┏━━
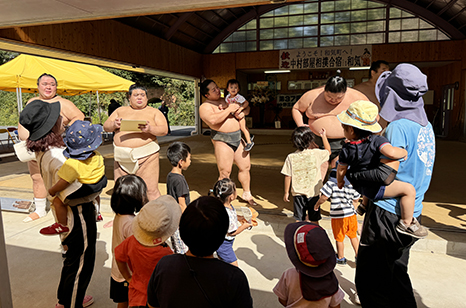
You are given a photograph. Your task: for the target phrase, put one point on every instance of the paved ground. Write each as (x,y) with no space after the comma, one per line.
(437,264)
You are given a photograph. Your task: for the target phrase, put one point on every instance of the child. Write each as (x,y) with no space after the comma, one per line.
(311,283)
(344,222)
(129,195)
(363,153)
(138,255)
(232,98)
(179,155)
(302,170)
(225,191)
(84,164)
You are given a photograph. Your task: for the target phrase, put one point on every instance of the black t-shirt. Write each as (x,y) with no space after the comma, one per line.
(173,285)
(362,154)
(178,187)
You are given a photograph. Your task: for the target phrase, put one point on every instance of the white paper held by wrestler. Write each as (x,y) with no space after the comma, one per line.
(131,125)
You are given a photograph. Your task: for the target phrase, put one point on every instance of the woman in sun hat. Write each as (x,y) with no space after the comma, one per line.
(138,254)
(45,125)
(384,253)
(311,283)
(84,164)
(363,152)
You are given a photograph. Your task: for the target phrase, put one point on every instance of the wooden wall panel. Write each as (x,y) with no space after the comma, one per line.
(111,40)
(261,59)
(419,52)
(220,68)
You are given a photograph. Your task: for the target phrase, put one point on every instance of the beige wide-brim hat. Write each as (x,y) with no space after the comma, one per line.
(157,221)
(361,114)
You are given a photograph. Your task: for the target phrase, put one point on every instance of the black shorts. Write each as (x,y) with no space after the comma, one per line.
(303,204)
(118,291)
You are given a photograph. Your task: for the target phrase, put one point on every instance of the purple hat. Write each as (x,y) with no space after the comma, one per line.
(400,94)
(82,139)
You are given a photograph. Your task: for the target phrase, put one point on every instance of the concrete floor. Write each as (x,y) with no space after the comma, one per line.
(437,264)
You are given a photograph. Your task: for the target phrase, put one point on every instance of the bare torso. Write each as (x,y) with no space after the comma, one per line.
(368,88)
(68,111)
(321,114)
(135,139)
(209,109)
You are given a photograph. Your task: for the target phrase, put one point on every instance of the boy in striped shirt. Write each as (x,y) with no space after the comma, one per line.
(342,213)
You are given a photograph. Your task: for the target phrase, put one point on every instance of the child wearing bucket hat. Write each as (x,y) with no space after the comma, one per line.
(138,254)
(370,162)
(84,164)
(312,282)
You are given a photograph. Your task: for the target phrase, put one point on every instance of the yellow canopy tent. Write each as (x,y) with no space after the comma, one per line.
(21,73)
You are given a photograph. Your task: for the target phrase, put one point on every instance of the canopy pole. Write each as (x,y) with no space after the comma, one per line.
(90,103)
(19,100)
(98,106)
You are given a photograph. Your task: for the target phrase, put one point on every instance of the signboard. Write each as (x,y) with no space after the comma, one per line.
(326,57)
(287,100)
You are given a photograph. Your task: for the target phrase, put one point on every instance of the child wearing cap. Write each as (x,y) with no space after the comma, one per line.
(370,162)
(138,255)
(302,171)
(84,164)
(344,222)
(179,155)
(128,197)
(312,282)
(225,191)
(234,97)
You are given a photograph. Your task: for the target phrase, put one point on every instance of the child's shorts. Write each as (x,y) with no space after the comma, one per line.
(225,251)
(303,204)
(344,226)
(118,291)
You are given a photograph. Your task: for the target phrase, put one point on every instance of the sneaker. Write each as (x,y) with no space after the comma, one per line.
(341,261)
(361,209)
(249,146)
(414,229)
(87,301)
(54,229)
(356,299)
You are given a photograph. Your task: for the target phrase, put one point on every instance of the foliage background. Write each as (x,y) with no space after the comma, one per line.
(179,96)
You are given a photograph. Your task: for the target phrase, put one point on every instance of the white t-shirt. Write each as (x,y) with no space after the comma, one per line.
(238,98)
(304,169)
(122,229)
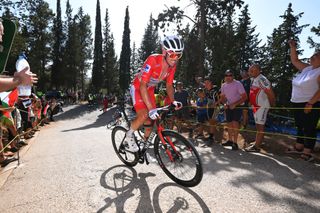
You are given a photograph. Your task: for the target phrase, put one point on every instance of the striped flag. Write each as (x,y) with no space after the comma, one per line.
(8,99)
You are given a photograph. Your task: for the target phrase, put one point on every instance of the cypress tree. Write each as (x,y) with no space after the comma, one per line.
(279,68)
(247,42)
(313,44)
(97,67)
(57,54)
(150,41)
(110,60)
(85,53)
(125,55)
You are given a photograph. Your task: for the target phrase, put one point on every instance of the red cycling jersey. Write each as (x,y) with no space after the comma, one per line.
(152,74)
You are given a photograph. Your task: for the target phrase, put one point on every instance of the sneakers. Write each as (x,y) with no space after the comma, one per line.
(130,144)
(252,148)
(228,143)
(150,158)
(234,146)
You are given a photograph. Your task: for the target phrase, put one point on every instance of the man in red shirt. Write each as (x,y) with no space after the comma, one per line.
(156,68)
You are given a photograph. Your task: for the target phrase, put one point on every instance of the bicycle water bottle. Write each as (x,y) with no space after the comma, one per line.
(23,90)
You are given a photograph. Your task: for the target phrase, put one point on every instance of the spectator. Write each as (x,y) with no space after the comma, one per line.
(246,82)
(212,93)
(182,96)
(232,95)
(199,82)
(105,103)
(202,110)
(23,77)
(305,94)
(261,98)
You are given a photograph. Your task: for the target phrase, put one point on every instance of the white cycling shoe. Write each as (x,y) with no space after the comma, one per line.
(130,144)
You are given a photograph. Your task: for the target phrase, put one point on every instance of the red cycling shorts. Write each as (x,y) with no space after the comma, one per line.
(138,103)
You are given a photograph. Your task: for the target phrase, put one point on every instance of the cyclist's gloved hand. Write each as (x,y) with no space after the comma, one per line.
(177,105)
(153,114)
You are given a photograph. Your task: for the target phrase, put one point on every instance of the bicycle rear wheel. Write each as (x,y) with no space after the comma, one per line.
(118,134)
(184,167)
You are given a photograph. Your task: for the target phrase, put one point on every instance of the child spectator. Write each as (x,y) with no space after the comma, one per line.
(105,103)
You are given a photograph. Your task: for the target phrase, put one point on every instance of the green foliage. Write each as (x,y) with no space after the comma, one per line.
(97,67)
(125,55)
(58,41)
(111,71)
(150,41)
(278,68)
(312,43)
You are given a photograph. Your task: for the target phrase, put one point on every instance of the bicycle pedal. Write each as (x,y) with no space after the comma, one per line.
(141,160)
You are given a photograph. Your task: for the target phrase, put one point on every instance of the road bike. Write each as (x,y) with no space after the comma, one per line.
(176,155)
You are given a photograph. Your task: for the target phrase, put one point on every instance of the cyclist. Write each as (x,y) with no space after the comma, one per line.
(156,68)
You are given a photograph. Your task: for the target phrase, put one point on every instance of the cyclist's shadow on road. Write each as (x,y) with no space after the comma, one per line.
(125,182)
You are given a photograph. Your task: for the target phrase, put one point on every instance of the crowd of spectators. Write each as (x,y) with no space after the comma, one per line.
(254,93)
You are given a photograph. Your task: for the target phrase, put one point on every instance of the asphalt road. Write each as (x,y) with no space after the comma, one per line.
(70,166)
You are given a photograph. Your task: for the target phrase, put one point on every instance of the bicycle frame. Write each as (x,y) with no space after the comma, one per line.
(165,141)
(160,128)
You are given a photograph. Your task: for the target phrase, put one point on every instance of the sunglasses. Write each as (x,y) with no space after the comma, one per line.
(174,55)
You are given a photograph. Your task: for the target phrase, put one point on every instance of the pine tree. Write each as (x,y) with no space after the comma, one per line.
(38,39)
(280,70)
(150,41)
(85,53)
(247,44)
(125,55)
(312,43)
(135,62)
(56,71)
(110,59)
(97,67)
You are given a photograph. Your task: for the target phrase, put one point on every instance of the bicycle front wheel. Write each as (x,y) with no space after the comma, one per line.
(118,134)
(181,162)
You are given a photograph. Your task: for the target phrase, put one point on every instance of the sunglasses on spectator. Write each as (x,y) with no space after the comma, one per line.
(174,55)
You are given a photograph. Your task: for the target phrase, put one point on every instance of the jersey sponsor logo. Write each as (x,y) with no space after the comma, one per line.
(147,68)
(264,82)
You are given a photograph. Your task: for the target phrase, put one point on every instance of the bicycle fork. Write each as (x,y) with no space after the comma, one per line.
(165,141)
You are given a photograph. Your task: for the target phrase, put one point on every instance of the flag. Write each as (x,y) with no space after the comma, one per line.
(8,99)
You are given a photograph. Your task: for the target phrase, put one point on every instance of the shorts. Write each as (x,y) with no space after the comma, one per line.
(233,114)
(201,118)
(137,101)
(183,113)
(260,115)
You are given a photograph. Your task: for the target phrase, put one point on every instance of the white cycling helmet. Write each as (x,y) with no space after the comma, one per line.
(173,43)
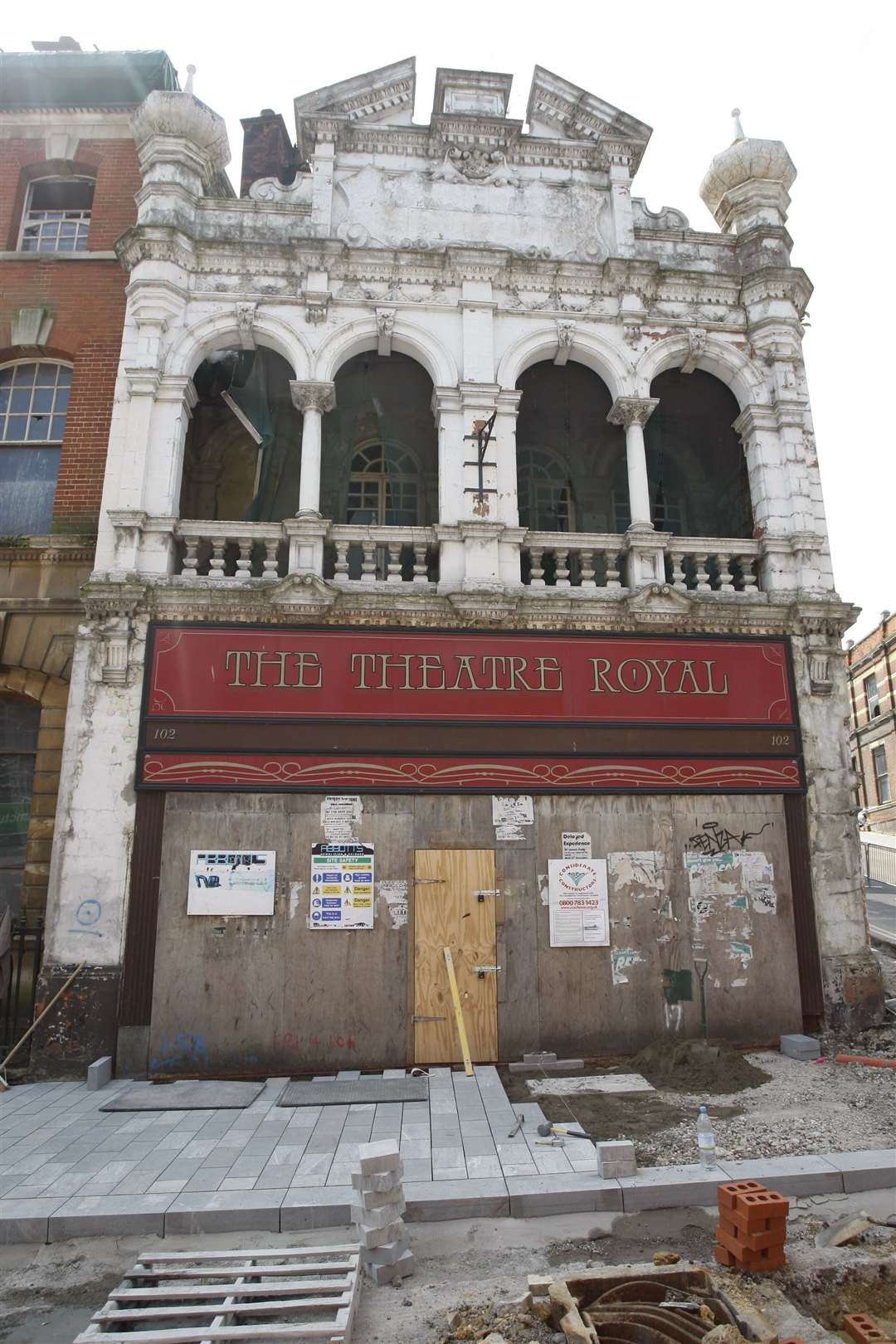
┗━━
Identify every line in the entries above that contains the string "canopy", matching case exactly, and copy each of those lines in full.

You are given a photograph. Your task: for the target phrase, put one point on every instance of the yellow canopy tent. Write each as (x,y) with no space after the comma, one per line.
You are given a photograph. Your task: for the target phrase, put one point on every instance of the canopy pole. Write each as (x,y) with no space after the comma, one per line.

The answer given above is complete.